→ TEXT TO READ:
Ok, this is probably strange as I'm in the business of selling timeshares but I'm asking because I'm stumped.

How do I give away/sell/dispose of 1.5 weeks (1 annual 1 eoy) at Club Land'or when you can buy them off of TUG classifieds for $1 with maintenance fees for 2008 and the transfer fee of $900 being paid by the seller?  And there aren't any takers and there are no history of Club Land'or sales in the TUG database.

This resort will not be accepted by Donation companies or PCC companies because of the excessive transfer fee and even though it is a membership (Right to Use) ownership you can't get out of them by simply saying, keep my money and I don't want to own it any more.

I've obviously tried ebay but even there people won't bid on it for 1 cent...so, has anybody out there had any experience with this resort that might help?

I really would appreciate any insight.


----------



## Meme

*Club Land'Or*

I too would be interested in getting rid of this Timeshare.  I am living on retirement pensions and have physical problems so do not forsee going any time soon.  The problems with this resort of extra assessments and fees when visiting make it  very expensive and difficult to even give away.  I have heard that they are very aggressive persuing members that do not pay. I have been interested in finding and contacting other members about their experiences but don't know how.


----------



## escargot

I'm not familiar with this property,  but know that the same problem is going on with other timeshare resorts in the Caribbean.   

Maintenance fees getting higher, special assessments and increased air fares are forcing many people to want to sell.

Ebay sales are rock bottom for units that were purchased (RTU) for $20-30k and it's very frustrating for owners that are now trying to recoup at least a small portion of what they paid.


----------



## JeffW

Does anyone know what the plans for the resort are?  When I was at Atlantis last October, we had breakfast at Land 'Or, and it looked like there were plans to replace the complex with a ~15 floor highrise ('Maxim' I seem to remember).  Were there definite plans to change the resort, or were there drying to drum up enough interest (and new funding) to make it happen?

→ GIVEN DATA:
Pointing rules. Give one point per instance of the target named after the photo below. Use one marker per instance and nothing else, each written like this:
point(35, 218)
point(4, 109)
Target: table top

→ PROMPT 1: From the timeshare thread, quote the passage starting with "Ok, this is" and going on through "that might help?".
→ PROMPT 2: According to the escargot post in the timeshare thread, what things are forcing many people to want to sell?
→ PROMPT 3:
Do these statements agree with the timeshare thread? Answer yes or no for each, and quote the deciding words.
(a) The first poster says Club Land'or weeks can be bought on TUG classifieds for $1.
(b) Meme expects to visit the resort soon.
(c) JeffW had breakfast at Land 'Or last October.

→ WRITTEN SOLUTION 1:
Ok, this is probably strange as I'm in the business of selling timeshares but I'm asking because I'm stumped.

How do I give away/sell/dispose of 1.5 weeks (1 annual 1 eoy) at Club Land'or when you can buy them off of TUG classifieds for $1 with maintenance fees for 2008 and the transfer fee of $900 being paid by the seller?  And there aren't any takers and there are no history of Club Land'or sales in the TUG database.

This resort will not be accepted by Donation companies or PCC companies because of the excessive transfer fee and even though it is a membership (Right to Use) ownership you can't get out of them by simply saying, keep my money and I don't want to own it any more.

I've obviously tried ebay but even there people won't bid on it for 1 cent...so, has anybody out there had any experience with this resort that might help?

→ WRITTEN SOLUTION 2:
- Maintenance fees getting higher
- Special assessments
- Increased air fares

→ WRITTEN SOLUTION 3:
(a) Yes: "you can buy them off of TUG classifieds for $1"
(b) No: "do not forsee going any time soon"
(c) Yes: "When I was at Atlantis last October, we had breakfast at Land 'Or"